#### Exercise task 1
According to the perspectives on Cairn page, where did Saritha Petthongpoon complete her one-day-a-week Social Work field placement?

Perspectives on Cairn

Scroll this


Faculty, staff, administrators, students, and alumni have all been impacted by the University name change. Dr. W. Sherrill Babb, Mrs. Elizabeth Mason Givens, Dr. Jonathan Master, Dr. Allen Guelzo, and Saritha Petthongpoon share their thoughts on the University’s new name and their insights on the opportunities it brings.


Saritha Petthongpoon


Saritha Petthongpoon is earning her Bachelor of Social Work and Bachelor of Science in Bible Degrees and expects to graduate in December 2012. She is an international student from Thailand who has been actively involved at the University as an Honors Student, as a member of the Resident Life Team, and with the Culture and Arts Association. This spring she completed her one-day-a-week Social Work field placement at Associated Services for the Blind and Visually Impaired.

In 2008, I came to the United States for the first time from Chiang Mai, Thailand to start my college education. I had been previously considering studying architectural engineering at secular schools in the area (Drexel, Temple, and UPenn) with the end goal in mind of serving the Lord in the field of humanitarian aid, but felt unsettled with the idea of investing such formative years of my life in a secular learning community. Through a series of last-minute conversations, I was challenged to consider studying Social Work and found out about PBU through family friends. I applied late in my senior year of high school, and came to realize afterwards that it was providential that I would go on to attend Philadelphia Biblical University. Prior to coming to PBU, I did not know much about the University. I had grown up in a missions community and had a few alumni connections. However, I was excited for the opportunity to grow in my faith through the pursuit of a strong biblical education in conjunction with an intensive social work program. I barely understood what the combination of the two would look like, but the unashamed “Biblical” in the name of the University gave me great assurance that my education would be one centered upon Christ and the Word of God.

Once I became a student, I came to appreciate the integrative nature of the University’s commitment to educate students to be biblically minded, well-educated, and professionally competent men and women of character to serve Christ in the church, society, and the world, and sought to align myself to become a fulfillment of the University’s mission. The next four years showed me that a biblical education means so much more than just having “biblical” in the name.

#### Provided entries

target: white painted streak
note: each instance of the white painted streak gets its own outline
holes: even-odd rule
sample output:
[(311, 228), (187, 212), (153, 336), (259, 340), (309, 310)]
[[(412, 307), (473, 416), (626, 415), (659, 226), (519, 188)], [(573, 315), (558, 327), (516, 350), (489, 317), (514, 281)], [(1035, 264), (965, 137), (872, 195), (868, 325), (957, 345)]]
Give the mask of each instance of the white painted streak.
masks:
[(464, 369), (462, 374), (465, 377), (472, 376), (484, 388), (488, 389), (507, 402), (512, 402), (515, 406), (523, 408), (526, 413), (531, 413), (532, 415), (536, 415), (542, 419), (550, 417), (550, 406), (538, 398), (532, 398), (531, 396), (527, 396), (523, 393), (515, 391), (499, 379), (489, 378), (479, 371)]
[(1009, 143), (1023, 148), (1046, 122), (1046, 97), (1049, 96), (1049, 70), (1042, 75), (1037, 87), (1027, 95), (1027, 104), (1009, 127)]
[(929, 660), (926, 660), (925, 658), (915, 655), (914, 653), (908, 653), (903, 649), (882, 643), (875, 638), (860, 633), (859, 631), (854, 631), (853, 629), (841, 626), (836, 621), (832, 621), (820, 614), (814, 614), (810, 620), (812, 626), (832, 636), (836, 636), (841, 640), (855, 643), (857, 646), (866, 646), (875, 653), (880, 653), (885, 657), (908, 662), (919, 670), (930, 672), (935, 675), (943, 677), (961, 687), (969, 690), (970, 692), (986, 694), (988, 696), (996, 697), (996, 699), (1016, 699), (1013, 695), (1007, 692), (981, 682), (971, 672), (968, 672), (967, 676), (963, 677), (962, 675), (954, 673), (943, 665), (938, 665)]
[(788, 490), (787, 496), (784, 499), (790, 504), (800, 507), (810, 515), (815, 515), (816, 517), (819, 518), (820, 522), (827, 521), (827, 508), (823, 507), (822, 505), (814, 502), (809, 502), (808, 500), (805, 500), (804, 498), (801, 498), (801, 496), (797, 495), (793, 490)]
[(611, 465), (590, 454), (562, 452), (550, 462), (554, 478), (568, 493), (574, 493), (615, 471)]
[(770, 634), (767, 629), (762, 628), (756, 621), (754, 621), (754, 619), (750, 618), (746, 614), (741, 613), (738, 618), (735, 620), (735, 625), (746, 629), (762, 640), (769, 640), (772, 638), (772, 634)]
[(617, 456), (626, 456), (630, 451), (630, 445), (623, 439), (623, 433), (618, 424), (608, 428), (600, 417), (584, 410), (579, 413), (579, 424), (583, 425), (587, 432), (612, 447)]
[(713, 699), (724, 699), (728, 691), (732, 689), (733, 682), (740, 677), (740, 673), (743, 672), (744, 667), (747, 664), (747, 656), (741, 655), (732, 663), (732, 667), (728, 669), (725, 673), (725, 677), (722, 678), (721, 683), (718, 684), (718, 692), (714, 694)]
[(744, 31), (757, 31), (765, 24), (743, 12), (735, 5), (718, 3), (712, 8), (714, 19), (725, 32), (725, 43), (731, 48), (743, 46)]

#### Exercise task 2
Rewrite the records from their first line through the line containing "104), (1009, 127)]", both ends included. Keep the requests, and offset every coordinate in the mask outlines by 29.

#### Expected output 1
At Associated Services for the Blind and Visually Impaired.

#### Expected output 2
target: white painted streak
note: each instance of the white painted streak gets its own outline
holes: even-odd rule
sample output:
[(311, 228), (187, 212), (153, 336), (259, 340), (309, 310)]
[[(412, 307), (473, 416), (626, 415), (659, 226), (519, 188)], [(573, 315), (558, 327), (516, 350), (489, 317), (514, 281)], [(1035, 264), (965, 137), (872, 195), (868, 325), (957, 345)]]
Give the mask of each instance of the white painted streak.
masks:
[(493, 398), (491, 403), (494, 406), (501, 405), (513, 417), (517, 418), (536, 431), (541, 431), (544, 435), (552, 437), (555, 442), (560, 442), (561, 444), (565, 444), (571, 448), (579, 446), (579, 435), (567, 427), (561, 427), (560, 425), (556, 425), (552, 422), (544, 420), (528, 408), (518, 407), (508, 400)]
[(1038, 172), (1052, 177), (1075, 151), (1075, 126), (1078, 125), (1078, 99), (1071, 104), (1066, 116), (1056, 124), (1056, 133), (1038, 156)]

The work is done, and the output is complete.